WORK REQUIRED: Within the listing below, how many lines hold the string "gramophone"? Only the number should be given.

**** DATA LISTING

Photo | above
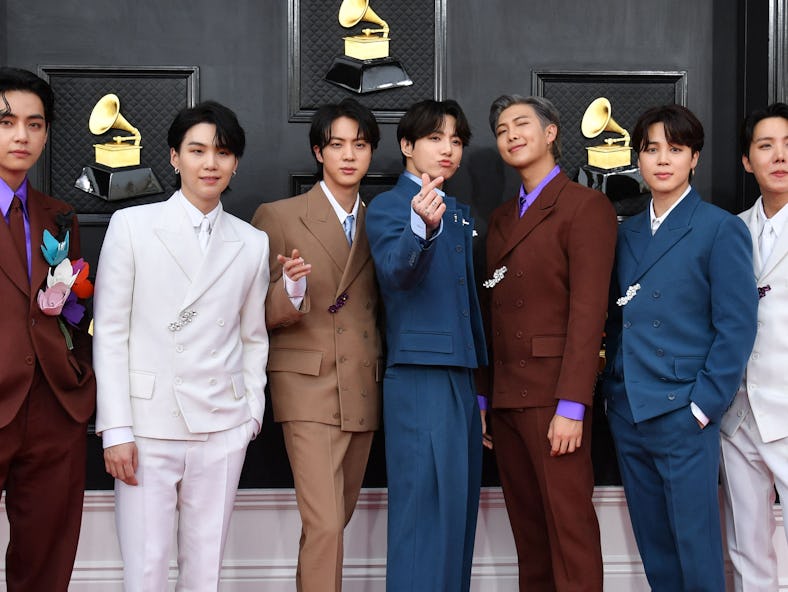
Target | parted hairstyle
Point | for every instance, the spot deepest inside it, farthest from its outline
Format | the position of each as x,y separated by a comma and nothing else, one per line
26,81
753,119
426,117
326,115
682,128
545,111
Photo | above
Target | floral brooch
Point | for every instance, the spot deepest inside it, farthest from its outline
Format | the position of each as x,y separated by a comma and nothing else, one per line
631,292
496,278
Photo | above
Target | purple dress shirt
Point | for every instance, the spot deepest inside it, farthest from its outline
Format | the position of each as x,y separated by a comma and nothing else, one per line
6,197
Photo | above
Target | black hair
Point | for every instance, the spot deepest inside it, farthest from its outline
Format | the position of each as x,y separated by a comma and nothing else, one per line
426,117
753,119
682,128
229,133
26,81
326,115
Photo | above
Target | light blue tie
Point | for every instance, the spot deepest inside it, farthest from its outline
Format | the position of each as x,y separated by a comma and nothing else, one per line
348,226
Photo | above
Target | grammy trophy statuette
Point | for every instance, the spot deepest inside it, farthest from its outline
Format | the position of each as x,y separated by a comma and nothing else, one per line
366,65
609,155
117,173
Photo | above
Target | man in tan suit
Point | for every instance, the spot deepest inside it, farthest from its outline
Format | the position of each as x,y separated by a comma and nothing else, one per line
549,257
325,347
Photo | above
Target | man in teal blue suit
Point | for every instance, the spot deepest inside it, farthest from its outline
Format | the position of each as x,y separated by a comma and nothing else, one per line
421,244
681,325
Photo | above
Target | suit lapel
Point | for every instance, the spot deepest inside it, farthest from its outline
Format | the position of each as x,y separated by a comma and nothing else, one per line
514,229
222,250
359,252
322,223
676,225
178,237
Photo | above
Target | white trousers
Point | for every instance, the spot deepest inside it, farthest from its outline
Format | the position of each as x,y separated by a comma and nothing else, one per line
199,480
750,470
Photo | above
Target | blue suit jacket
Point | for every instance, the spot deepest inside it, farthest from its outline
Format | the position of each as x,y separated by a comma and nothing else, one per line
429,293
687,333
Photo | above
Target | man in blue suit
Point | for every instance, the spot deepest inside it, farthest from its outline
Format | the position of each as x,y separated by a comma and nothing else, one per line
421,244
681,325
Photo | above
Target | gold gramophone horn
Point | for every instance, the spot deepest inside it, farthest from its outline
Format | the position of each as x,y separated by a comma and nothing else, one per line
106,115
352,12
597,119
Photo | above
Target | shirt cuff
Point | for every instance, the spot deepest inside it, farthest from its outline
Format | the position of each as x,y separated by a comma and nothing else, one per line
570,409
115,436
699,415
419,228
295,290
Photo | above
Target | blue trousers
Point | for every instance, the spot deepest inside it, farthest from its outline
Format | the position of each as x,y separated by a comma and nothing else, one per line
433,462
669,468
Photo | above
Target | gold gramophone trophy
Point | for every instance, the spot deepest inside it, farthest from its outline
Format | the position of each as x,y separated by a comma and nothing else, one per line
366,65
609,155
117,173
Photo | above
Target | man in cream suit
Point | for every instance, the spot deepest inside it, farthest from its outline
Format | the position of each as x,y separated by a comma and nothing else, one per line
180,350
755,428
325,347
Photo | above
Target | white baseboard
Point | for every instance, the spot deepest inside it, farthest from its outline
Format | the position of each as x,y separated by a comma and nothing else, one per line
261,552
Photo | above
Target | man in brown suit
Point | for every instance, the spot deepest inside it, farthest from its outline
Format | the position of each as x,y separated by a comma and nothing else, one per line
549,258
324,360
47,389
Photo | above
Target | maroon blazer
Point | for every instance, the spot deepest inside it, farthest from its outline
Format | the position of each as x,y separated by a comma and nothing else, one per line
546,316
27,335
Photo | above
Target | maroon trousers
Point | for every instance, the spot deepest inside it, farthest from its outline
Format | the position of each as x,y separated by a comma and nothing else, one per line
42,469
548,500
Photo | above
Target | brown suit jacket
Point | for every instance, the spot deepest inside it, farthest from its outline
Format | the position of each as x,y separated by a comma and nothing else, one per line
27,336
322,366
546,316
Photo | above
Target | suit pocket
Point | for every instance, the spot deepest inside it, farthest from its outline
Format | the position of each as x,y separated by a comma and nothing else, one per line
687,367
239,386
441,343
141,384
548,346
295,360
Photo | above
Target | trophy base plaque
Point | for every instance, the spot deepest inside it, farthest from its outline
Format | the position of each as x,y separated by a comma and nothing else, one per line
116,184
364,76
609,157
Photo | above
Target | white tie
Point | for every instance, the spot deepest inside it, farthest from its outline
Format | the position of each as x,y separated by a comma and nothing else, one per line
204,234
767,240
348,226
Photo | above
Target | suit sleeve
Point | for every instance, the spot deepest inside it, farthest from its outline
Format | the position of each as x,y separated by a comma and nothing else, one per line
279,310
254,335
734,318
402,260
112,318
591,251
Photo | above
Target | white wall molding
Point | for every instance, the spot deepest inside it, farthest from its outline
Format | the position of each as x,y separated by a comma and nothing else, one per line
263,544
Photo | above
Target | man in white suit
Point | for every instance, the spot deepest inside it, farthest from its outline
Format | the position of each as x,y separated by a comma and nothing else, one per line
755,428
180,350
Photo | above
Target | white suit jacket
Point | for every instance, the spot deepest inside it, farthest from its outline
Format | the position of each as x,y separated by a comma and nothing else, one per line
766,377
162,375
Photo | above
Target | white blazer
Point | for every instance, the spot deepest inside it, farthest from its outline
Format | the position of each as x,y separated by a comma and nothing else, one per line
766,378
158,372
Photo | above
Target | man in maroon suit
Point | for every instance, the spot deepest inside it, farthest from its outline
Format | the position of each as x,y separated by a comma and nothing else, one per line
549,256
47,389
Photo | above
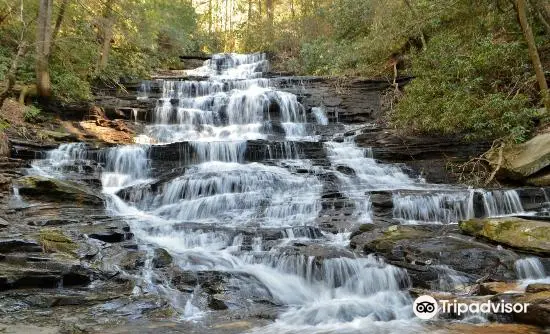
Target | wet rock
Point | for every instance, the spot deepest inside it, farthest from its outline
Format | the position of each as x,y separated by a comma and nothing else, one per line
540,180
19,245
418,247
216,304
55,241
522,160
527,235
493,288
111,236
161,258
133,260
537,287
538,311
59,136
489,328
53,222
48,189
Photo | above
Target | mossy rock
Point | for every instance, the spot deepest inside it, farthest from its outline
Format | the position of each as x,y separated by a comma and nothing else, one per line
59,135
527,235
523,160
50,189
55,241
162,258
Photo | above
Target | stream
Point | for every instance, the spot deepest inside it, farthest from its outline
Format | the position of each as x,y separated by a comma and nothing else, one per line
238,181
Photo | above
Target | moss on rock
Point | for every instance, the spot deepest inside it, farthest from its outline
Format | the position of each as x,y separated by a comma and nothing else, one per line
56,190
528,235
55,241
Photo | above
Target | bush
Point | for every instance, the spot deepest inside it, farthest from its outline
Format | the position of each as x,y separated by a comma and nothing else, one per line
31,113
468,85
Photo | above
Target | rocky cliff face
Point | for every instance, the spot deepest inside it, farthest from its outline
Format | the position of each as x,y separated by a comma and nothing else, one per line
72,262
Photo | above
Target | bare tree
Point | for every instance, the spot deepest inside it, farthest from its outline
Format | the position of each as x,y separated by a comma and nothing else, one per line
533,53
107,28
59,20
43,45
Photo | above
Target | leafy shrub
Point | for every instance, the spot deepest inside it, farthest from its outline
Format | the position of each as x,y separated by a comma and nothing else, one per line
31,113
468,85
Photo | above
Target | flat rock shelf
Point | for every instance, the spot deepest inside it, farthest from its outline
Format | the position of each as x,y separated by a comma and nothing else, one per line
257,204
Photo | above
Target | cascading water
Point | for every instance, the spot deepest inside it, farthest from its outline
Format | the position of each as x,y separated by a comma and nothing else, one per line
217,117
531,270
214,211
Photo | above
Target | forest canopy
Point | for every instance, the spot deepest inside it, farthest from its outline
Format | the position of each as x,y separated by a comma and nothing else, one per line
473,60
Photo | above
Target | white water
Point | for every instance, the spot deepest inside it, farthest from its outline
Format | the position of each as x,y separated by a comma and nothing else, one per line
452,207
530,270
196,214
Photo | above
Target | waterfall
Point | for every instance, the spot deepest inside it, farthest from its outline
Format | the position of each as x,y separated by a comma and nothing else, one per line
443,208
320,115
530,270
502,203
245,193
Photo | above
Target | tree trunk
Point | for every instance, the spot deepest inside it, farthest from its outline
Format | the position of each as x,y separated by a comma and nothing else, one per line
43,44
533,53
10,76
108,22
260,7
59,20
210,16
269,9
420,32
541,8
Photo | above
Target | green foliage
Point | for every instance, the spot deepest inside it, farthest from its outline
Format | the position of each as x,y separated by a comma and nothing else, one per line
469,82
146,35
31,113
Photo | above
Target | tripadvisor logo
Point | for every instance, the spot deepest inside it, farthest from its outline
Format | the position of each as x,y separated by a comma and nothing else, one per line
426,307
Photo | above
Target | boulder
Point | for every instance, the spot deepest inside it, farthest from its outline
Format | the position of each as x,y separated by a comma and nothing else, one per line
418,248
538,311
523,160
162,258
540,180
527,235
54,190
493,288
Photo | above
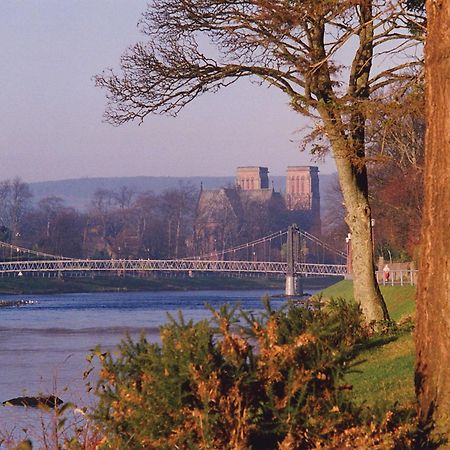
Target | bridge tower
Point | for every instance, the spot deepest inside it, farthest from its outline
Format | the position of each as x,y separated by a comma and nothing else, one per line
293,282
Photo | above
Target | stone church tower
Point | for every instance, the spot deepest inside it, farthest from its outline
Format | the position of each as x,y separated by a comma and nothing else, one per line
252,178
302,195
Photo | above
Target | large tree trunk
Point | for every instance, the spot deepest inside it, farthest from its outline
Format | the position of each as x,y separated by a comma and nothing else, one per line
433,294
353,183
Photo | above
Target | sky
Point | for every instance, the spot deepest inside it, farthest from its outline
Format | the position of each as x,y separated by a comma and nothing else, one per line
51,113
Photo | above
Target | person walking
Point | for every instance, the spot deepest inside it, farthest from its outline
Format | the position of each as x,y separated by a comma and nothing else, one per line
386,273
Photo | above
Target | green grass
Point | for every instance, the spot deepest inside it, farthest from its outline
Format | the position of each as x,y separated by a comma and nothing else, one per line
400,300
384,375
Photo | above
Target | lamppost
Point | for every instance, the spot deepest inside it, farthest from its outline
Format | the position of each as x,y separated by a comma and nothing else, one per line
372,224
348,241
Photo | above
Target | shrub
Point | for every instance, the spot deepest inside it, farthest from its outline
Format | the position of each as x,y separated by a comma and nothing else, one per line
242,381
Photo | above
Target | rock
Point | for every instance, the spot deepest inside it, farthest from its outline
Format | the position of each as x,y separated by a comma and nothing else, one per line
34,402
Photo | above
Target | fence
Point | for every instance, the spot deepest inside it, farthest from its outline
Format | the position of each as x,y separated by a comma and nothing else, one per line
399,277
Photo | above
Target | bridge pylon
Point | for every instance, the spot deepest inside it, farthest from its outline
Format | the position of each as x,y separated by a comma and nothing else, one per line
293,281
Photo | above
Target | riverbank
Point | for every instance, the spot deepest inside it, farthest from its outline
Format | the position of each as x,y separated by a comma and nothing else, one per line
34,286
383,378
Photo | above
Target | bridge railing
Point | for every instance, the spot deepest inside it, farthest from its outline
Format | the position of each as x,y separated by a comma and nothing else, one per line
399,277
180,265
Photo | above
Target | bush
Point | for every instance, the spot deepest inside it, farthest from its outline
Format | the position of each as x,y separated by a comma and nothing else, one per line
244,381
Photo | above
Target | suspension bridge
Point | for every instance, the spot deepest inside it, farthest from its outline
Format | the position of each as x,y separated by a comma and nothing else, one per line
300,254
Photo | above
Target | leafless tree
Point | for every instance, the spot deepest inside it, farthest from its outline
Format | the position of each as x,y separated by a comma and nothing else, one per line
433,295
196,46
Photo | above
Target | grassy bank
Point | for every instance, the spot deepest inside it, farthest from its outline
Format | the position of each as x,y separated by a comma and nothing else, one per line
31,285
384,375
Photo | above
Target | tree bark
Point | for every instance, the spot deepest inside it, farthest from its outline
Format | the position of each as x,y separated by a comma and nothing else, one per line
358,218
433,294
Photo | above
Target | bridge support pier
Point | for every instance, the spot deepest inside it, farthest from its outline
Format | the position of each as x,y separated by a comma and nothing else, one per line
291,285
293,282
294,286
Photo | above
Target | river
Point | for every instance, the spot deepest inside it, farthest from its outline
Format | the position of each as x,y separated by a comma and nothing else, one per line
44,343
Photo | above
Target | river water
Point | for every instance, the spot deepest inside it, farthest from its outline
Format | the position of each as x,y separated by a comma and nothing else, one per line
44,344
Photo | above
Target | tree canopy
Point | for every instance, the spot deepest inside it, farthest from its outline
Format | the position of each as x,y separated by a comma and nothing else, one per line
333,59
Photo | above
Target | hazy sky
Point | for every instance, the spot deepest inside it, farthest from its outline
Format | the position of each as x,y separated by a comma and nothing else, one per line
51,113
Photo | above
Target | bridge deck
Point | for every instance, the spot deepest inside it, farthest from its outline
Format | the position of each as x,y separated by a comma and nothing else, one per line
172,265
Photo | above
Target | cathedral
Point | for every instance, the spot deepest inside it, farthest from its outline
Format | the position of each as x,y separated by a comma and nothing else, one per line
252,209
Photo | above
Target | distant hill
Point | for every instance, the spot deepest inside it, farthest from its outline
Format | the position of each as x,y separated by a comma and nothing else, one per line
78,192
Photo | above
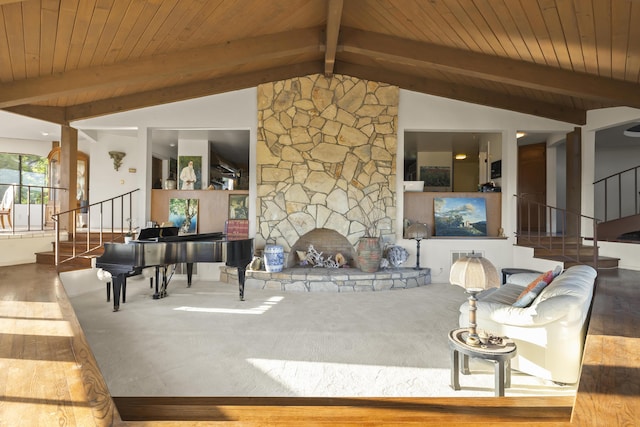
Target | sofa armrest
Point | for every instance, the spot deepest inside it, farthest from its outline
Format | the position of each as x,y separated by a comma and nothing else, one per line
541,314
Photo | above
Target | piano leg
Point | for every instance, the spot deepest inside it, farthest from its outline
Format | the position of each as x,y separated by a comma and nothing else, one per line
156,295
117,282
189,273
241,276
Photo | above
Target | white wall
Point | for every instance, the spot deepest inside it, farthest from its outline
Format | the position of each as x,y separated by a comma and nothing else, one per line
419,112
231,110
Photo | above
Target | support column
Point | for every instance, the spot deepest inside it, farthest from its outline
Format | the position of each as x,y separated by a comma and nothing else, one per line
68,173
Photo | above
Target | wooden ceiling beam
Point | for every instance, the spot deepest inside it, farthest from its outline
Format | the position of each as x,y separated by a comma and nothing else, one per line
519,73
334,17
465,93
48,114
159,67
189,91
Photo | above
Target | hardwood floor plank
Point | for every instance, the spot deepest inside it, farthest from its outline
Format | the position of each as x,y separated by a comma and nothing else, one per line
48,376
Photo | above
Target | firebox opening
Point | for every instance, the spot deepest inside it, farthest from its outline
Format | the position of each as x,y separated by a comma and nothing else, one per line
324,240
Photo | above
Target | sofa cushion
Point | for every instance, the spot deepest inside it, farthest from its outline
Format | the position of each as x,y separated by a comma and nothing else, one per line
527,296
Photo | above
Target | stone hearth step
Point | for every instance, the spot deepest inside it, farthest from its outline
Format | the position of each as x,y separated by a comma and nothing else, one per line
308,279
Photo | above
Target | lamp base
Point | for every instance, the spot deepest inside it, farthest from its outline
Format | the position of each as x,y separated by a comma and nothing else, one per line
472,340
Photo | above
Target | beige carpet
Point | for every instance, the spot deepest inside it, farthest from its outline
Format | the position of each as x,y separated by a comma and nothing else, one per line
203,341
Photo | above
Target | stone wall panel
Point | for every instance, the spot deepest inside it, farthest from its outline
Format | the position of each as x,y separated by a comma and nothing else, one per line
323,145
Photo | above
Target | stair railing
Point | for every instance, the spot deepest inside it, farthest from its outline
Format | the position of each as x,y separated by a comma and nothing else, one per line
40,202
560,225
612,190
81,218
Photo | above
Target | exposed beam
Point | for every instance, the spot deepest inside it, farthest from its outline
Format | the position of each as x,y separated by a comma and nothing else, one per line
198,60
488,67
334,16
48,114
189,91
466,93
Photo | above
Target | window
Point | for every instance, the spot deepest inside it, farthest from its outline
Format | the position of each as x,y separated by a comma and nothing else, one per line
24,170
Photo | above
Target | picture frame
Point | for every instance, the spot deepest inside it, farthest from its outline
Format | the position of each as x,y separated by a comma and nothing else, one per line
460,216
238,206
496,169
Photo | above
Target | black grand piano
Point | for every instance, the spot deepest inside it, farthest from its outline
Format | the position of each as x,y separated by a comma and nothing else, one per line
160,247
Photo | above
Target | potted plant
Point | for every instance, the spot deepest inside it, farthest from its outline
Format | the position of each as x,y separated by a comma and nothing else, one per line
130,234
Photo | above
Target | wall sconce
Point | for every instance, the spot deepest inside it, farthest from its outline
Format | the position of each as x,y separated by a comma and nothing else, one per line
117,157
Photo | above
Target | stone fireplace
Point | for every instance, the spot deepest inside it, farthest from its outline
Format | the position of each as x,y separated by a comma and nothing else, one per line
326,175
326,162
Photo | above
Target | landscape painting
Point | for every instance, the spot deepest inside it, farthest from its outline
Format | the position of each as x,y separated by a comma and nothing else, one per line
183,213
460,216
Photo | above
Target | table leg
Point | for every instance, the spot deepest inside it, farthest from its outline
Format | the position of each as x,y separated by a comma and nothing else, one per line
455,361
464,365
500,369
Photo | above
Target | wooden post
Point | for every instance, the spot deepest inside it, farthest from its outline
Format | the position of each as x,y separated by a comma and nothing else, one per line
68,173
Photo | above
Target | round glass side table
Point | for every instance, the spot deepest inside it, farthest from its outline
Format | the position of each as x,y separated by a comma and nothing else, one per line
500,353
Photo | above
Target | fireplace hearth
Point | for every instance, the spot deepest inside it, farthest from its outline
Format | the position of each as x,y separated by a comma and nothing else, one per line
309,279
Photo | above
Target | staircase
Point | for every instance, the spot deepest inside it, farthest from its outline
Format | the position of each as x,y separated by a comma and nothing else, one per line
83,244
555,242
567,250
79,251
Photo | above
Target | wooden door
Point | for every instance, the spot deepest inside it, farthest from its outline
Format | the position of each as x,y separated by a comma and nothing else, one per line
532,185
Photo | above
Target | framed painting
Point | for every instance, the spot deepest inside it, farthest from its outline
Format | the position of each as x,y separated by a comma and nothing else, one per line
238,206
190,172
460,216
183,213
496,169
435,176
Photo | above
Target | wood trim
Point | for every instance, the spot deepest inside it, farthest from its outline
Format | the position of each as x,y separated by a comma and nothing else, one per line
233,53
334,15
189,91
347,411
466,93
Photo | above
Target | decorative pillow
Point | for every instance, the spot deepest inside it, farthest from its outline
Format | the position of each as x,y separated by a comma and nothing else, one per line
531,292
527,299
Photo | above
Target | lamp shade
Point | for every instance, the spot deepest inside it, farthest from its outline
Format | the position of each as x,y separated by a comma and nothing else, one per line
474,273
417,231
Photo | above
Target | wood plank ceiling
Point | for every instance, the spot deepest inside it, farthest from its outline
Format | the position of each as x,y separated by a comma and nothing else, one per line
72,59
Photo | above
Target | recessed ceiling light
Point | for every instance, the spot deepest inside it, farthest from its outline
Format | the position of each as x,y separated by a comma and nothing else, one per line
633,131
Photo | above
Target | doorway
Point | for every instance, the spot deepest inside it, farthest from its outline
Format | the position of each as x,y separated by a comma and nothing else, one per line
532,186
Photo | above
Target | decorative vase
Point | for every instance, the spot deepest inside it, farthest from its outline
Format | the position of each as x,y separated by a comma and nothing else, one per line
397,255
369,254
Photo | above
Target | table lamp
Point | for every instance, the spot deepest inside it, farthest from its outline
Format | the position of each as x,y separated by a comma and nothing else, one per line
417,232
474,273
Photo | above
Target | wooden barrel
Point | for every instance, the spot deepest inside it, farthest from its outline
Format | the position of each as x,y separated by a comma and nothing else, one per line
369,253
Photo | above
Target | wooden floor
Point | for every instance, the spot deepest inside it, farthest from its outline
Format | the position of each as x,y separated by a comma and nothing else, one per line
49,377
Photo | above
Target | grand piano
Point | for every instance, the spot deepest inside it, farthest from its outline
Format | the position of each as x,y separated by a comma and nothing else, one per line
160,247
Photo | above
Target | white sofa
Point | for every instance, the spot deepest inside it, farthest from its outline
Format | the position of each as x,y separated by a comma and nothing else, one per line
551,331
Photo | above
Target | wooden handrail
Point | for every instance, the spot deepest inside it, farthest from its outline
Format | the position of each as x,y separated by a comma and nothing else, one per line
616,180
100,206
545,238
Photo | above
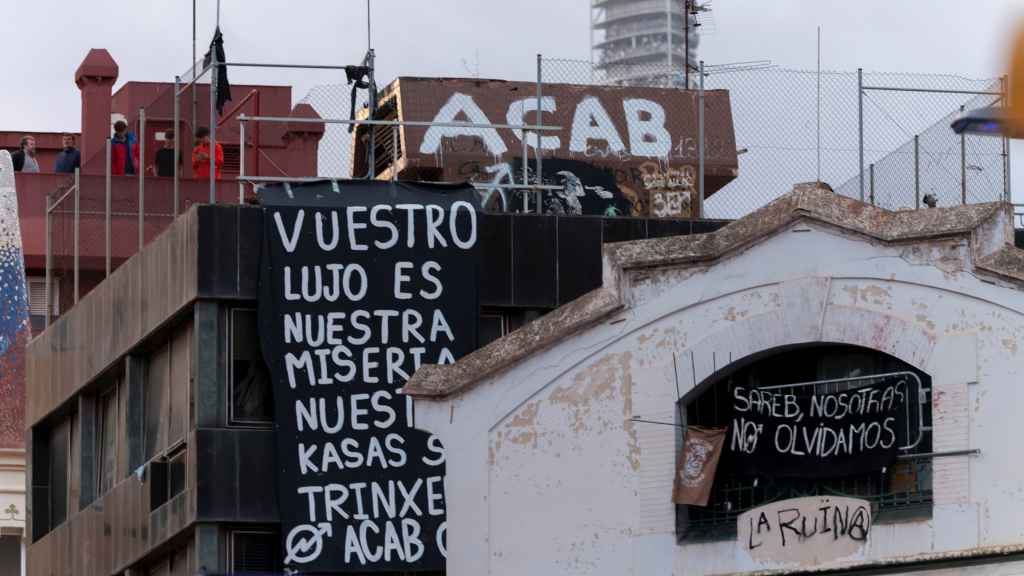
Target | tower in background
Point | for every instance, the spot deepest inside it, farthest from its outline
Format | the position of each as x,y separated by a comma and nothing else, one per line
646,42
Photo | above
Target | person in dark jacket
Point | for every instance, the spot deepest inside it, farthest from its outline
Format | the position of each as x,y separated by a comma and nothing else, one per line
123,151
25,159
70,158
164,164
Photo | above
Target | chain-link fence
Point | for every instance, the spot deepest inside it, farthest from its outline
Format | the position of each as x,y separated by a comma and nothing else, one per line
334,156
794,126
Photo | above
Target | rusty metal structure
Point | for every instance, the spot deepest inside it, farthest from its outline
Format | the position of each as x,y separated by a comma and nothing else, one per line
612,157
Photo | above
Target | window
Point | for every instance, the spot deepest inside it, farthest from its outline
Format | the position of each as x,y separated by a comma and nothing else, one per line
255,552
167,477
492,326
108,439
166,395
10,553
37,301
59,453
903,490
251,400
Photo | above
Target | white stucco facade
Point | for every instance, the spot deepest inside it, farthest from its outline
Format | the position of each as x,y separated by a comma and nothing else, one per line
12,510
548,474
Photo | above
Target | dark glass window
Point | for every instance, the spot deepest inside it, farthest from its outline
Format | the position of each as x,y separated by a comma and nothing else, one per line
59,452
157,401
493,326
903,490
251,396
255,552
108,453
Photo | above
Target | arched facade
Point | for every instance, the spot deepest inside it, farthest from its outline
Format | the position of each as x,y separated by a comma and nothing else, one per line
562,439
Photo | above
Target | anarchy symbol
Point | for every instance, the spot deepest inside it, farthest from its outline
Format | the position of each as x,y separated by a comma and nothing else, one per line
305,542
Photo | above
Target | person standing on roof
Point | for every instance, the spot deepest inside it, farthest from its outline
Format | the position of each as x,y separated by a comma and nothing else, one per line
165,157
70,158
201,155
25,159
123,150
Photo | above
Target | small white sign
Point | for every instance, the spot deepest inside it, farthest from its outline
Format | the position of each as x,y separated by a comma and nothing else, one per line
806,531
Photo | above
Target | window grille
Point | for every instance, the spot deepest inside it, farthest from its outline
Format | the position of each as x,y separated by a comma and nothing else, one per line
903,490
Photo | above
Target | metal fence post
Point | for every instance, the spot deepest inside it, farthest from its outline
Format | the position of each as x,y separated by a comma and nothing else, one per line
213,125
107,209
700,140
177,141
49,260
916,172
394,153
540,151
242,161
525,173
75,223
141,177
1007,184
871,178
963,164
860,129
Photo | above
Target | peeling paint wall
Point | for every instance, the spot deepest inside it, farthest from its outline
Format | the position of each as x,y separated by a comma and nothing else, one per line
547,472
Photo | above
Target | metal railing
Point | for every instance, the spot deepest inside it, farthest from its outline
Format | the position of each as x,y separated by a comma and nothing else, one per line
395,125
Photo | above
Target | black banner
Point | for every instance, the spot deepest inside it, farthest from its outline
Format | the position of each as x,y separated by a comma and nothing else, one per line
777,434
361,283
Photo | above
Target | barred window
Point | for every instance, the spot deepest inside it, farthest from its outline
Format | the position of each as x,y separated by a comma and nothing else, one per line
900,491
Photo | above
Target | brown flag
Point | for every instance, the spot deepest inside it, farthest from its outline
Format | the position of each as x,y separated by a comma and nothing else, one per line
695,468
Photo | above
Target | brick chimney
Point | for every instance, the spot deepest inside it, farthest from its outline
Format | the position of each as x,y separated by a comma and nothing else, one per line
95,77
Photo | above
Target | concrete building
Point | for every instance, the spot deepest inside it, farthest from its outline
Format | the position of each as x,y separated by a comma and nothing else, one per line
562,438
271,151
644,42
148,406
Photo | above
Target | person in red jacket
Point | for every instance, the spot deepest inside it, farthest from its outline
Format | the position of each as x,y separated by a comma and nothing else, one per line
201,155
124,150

********

SOLVED PROBLEM: 2